— Data listing —
-=-=-=-=-
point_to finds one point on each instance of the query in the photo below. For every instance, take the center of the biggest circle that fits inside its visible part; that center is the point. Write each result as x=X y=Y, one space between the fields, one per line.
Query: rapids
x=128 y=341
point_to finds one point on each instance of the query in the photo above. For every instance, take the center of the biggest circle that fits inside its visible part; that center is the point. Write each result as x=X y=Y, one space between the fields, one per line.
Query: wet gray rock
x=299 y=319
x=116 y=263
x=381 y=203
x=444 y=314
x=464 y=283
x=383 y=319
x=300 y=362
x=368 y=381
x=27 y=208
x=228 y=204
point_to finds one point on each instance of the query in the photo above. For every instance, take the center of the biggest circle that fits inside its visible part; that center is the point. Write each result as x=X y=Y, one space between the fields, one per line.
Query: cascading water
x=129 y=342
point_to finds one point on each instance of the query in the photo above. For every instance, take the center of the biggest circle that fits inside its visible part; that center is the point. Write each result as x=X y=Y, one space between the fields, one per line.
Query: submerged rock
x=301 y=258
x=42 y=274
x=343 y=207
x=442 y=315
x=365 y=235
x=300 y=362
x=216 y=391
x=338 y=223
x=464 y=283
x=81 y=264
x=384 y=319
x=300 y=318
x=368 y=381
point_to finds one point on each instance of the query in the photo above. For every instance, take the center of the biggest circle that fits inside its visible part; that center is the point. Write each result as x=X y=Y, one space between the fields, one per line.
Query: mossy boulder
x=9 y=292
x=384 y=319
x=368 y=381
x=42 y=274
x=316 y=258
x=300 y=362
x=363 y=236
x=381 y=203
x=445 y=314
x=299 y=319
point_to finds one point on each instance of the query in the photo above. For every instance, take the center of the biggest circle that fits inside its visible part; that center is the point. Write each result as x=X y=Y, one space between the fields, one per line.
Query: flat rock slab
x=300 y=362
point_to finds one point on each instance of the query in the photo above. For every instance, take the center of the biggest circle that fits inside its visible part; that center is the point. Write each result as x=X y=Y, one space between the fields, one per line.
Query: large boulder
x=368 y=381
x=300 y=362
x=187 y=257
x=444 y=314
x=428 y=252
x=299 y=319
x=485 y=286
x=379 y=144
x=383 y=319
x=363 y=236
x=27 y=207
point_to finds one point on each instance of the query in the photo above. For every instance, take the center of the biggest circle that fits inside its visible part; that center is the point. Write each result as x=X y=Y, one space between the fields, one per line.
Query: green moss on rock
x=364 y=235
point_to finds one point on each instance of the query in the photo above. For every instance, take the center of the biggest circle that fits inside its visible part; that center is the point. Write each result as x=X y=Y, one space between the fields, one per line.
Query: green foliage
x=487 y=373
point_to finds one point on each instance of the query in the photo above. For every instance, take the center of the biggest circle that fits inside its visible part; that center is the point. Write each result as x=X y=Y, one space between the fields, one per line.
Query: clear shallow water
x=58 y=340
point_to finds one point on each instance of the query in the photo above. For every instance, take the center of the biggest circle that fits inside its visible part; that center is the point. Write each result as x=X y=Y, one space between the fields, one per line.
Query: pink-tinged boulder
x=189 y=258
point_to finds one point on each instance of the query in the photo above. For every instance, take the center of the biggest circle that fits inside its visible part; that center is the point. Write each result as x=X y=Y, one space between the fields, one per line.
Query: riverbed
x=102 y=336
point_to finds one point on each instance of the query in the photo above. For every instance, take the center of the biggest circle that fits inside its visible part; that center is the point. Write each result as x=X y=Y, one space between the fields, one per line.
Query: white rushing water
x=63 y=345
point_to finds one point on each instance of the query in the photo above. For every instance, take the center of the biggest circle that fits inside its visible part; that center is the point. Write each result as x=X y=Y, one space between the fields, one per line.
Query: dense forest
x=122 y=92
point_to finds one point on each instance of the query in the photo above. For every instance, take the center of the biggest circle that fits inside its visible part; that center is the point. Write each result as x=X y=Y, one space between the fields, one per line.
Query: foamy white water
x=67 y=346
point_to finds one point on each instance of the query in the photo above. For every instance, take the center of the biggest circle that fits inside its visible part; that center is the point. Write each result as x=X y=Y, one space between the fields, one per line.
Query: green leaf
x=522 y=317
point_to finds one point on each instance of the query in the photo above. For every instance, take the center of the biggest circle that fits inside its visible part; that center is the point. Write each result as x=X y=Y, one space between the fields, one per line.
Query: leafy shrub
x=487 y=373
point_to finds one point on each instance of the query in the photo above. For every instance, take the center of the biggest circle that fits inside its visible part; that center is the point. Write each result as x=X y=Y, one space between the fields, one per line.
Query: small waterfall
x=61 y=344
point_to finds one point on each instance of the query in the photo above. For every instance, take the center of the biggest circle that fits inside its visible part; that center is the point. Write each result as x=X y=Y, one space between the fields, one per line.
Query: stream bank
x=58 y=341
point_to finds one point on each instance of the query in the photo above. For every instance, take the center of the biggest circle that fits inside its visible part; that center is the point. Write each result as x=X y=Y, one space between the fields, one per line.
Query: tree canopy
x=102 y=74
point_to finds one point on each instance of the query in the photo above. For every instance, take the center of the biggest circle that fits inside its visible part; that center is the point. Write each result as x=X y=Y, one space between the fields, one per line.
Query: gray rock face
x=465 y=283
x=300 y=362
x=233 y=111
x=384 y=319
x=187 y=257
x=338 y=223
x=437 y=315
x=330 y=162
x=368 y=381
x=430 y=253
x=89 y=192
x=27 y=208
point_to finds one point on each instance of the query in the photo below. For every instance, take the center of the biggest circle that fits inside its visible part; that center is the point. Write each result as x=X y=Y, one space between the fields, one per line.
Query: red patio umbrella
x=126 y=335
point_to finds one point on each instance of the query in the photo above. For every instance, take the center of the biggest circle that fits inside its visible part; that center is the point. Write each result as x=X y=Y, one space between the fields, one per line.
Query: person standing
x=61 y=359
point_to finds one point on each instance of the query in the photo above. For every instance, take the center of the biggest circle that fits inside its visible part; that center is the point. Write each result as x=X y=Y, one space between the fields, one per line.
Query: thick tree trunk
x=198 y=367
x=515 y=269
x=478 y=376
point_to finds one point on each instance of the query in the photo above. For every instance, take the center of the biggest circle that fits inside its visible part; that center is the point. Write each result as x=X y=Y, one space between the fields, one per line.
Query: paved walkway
-=-=-=-=-
— Aim —
Reproduce every one of the lines above word for word, with no changes.

— Final result —
point_to finds one point on each instance of the query in the photo below. For every instance, take the center of the biggest circle that fits inside its visible part; that center is the point. Write each result as x=X y=Y, one space between the fields, one per line.
Query: rapids
x=128 y=341
point_to finds one point on each instance of the query in the photo above. For every instance, take the center of the biggest circle that fits inside its visible part; that center is the point. Write each result as x=X y=Y, one space between the fields, one per line.
Query: wet gray rock
x=299 y=319
x=116 y=263
x=381 y=203
x=444 y=314
x=464 y=283
x=383 y=319
x=300 y=362
x=368 y=381
x=27 y=208
x=228 y=204
point_to finds one point on each instance of the query in the photo above. For every instance, take the center of the biggest circle that fits inside its visible part; that center is the point. Write each result as x=X y=Y, one space between the fields, one per line.
Query: cascading water
x=129 y=342
point_to finds one point on each instance of the query in the photo above. For every instance, take the center of the biggest circle that fits inside its visible part; that center is the point. Write each result as x=X y=Y, one space between the fields, one per line.
Query: submerged rock
x=301 y=258
x=42 y=274
x=343 y=207
x=442 y=315
x=365 y=235
x=300 y=362
x=216 y=391
x=338 y=223
x=464 y=283
x=81 y=264
x=384 y=319
x=300 y=318
x=368 y=381
point_to finds one point on each instance of the query in the photo above. For every instance, take the center of the biggest circle that fits inside its visible part; that center is the point. Write each result as x=X y=Y, one space between the fields, one per line.
Query: mossy boulder
x=9 y=292
x=384 y=319
x=368 y=381
x=42 y=274
x=316 y=258
x=300 y=362
x=363 y=236
x=381 y=203
x=445 y=314
x=299 y=319
point_to finds one point on each instance of the query in the photo above. For every instance, take the center of the biggest circle that fits inside its visible part; that center is the point. Write each result as x=X y=Y, one space between the fields, one per line.
Query: flat rock slab
x=300 y=362
point_to finds one point on each instance of the query in the photo above. For every instance, take the center of the biggest circle that fits inside its visible part; that center is the point. Write each result as x=X y=Y, one space between the fields, one per line.
Query: large boulder
x=368 y=381
x=300 y=362
x=187 y=257
x=444 y=314
x=428 y=252
x=299 y=319
x=485 y=286
x=379 y=144
x=383 y=319
x=363 y=236
x=27 y=207
point_to finds one point on each instance of the query in the photo above. For every instance, take the center of the biggest circle that fits inside its visible part; that center is the point. Write each result as x=X y=Y, one space between the fields, one per line.
Query: green moss on rock
x=364 y=235
point_to finds one point on each instance of the query in the photo above. For every instance, take the center of the biggest circle that fits inside its visible part; that center is the point. Write each result as x=X y=Y, one space between the fields, one per line.
Query: green foliage
x=487 y=373
point_to finds one point on each instance of the query in the photo above. For every instance, take the center of the biggest circle that fits inside its visible part; that center is the point. Write each result as x=X y=Y, one space between the fields, one per line.
Query: clear shallow water
x=58 y=340
point_to finds one point on each instance of the query in the photo above. For every instance, take the center of the biggest circle that fits inside its visible part; that center is the point. Write each result as x=X y=Y, one space between the fields, one per line.
Query: pink-tinged boulder
x=189 y=258
point_to finds one point on each instance of the query in the photo above. For every instance, take the center of the biggest circle that fits inside its visible part; that center is the point. Write each result as x=X y=Y, one space between the fields, one per line.
Query: riverbed
x=102 y=336
point_to finds one point on each instance of the query in the photo above. For every instance, take the center of the biggest circle that fits inside its visible part; that center is the point. Write each result as x=X y=Y, one space between the fields, one per line.
Query: white rushing water
x=63 y=345
point_to finds one point on each instance of the query in the photo above. For every instance, take the center of the biggest circle that fits inside its visible part; that center is the point. Write each result as x=X y=Y, one space between the fields, one per line.
Query: dense forest
x=122 y=92
point_to finds one point on each instance of the query in the photo above. For every instance, take the center of the biggest circle that fits inside its visible part; that center is the point. Write each result as x=X y=Y, one space between the fields, one per line.
Query: foamy white water
x=67 y=346
point_to finds one point on each instance of the query in the photo above. For every instance, take the center of the biggest circle that fits inside its visible part; that center is the point. Write each result as x=X y=Y, one space between the fields, one per line.
Query: green leaf
x=522 y=317
point_to finds one point on each instance of the query in the photo above. For every instance, take the center of the biggest circle that fits inside its visible part; that center is the point. Write each result as x=X y=Y, one space between the fields, one per line.
Query: leafy shrub
x=487 y=373
point_to finds one point on each instance of the query in the photo above. For every instance, take the center of the biggest circle that fits inside its visible part; that center is the point. Write each result as x=X y=Y, one space between the fields, one per line.
Query: small waterfall
x=61 y=344
point_to finds one point on each instance of the query in the photo above. For every instance, take the center of the biggest circle that fits inside its visible part; that center is the point. Write each result as x=X y=Y, one space between the fields, one per line.
Query: stream bank
x=58 y=341
point_to finds one point on each instance of the query in the photo above. For every instance, take the center of the biggest circle that fits inside its visible part; that center is the point. Write each result as x=X y=Y, one space between the fields, one per line.
Query: tree canopy
x=102 y=74
point_to finds one point on each instance of the query in the photo above. For every instance, take the center of the biggest circle that fits inside its visible part; that center is the point. Write each result as x=X y=Y, one space between the fields, one per line.
Query: gray rock face
x=465 y=283
x=300 y=362
x=233 y=111
x=384 y=319
x=187 y=257
x=338 y=223
x=437 y=315
x=330 y=162
x=368 y=381
x=430 y=253
x=89 y=192
x=27 y=208
point_to finds one point on each instance of the query in the photo below. For every instance, take the center of the biggest circle that fits inside its visible part; that center is the point. Write each result as x=X y=Y, one space between the fields, one per line.
Query: red patio umbrella
x=126 y=335
point_to finds one point on each instance of the query in the photo above. For every instance, take the center of the biggest circle that fits inside its visible part; that center is the point. Write each result as x=X y=Y, one space between the fields, one per line.
Query: person standing
x=61 y=359
point_to finds one point on each instance of the query in the photo above. For every instance, take the center of the biggest circle that fits inside its visible part; that center is the point. Write each result as x=X y=Y, one space between the fields, one per line.
Query: thick tree trunk
x=198 y=367
x=515 y=269
x=478 y=376
point_to finds one point on each instance of the query in the photo above. For every instance, take the center of the biggest circle that fits inside its visible part; that center is the point. Write each result as x=X y=Y, one space between the fields, one per line.
Query: paved walkway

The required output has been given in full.